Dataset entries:
* * * * *
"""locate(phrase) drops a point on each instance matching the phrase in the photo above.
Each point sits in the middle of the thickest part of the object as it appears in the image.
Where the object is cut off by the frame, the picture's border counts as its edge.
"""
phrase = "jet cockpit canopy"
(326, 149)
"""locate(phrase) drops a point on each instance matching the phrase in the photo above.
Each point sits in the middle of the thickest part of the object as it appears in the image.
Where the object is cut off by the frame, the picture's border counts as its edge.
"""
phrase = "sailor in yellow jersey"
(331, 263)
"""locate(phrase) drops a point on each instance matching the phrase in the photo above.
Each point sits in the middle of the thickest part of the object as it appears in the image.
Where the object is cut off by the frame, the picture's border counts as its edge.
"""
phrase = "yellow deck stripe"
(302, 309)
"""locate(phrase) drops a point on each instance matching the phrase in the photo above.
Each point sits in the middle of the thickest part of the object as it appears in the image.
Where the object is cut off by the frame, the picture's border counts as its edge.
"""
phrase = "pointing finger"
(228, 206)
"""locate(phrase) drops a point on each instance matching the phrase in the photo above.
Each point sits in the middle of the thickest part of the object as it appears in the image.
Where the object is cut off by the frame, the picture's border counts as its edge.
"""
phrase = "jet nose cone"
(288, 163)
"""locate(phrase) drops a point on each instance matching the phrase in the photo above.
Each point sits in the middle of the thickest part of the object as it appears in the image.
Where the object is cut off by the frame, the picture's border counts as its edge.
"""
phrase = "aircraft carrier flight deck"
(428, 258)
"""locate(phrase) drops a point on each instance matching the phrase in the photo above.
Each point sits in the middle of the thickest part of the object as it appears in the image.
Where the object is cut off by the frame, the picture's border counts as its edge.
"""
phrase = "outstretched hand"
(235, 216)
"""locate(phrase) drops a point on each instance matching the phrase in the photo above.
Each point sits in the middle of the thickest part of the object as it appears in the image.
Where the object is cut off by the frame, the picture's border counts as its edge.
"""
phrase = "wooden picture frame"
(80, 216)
* * * * *
Try it: From beginning to end, the data must be duplicated exactly.

Exercise answer:
"""locate(phrase) drops a point on each instance matching the phrase in the photo above.
Each point sits in the middle of the thickest part of the object as it appears in the image.
Where the object is cut off by the frame, the picture's border counts as its edge.
"""
phrase = "jet cockpit canopy"
(326, 149)
"""locate(phrase) drops a point on each instance matching the phrase in the photo above.
Each point sits in the middle of the thickest part of the object as it appears in the image.
Where the object is cut off by the frame, the picture's border counts as its edge.
"""
phrase = "sailor in yellow jersey"
(331, 263)
"""locate(phrase) drops a point on each instance matching the phrase in the photo above.
Each point sits in the middle of the thickest part of the object as it appears in the image.
Where the object is cut off by the frame, the picture's border counts as its edge.
"""
phrase = "yellow deck stripe"
(302, 309)
"""locate(phrase) drops a point on each instance matching the phrase in the photo above.
Each point sits in the middle of the thickest part of the object as it appears in the image.
Where the object is cut off by the frame, the picture's border counts as its edge.
"""
phrase = "pointing finger"
(228, 206)
"""locate(phrase) drops a point on each instance matching the phrase in the photo above.
Each point sits in the middle of the thickest part of the object as it appears in the image.
Where the object is cut off by the frame, the picture's border counts as its edge.
"""
phrase = "jet nose cone"
(288, 163)
"""locate(phrase) drops a point on each instance matching the phrase in the photo above.
Each point sits in the middle of the thickest part of the object as it appears in the image.
Where the object is cut off by the frame, the picture's border counts as its edge.
"""
phrase = "aircraft carrier flight deck"
(428, 258)
"""locate(phrase) drops a point on each instance matching the phrase in the photo above.
Each point sits in the middle of the thickest part of the object as it appears in the image.
Where the object is cut off by the frame, the picture's border counts as its edge.
"""
phrase = "outstretched hand"
(235, 216)
"""locate(phrase) drops a point on each instance matching the phrase in the photo above.
Each point sits in the middle of the thickest part of the object as it appears in the image.
Where the object is cut off by the frame, the picture's border counts as its edge.
"""
phrase = "wooden picture frame"
(80, 216)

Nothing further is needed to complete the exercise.